PROBLEM TO SOLVE → Reproduce the entries word for word but drop every picture.

TASK INPUTS →

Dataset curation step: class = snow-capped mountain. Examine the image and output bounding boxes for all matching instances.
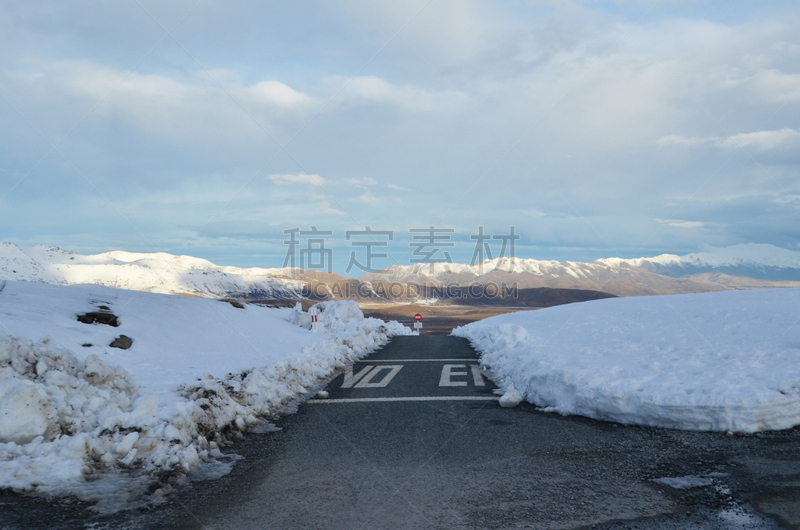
[614,244,800,280]
[1,242,798,300]
[361,243,800,296]
[360,257,717,296]
[0,242,309,299]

YOUR RESPONSE →
Dataset curation step: class = snow-capped mountain. Examine the image and output bounding boxes for all matching instances.
[614,244,800,280]
[1,242,798,300]
[361,243,800,296]
[360,257,717,296]
[0,242,309,299]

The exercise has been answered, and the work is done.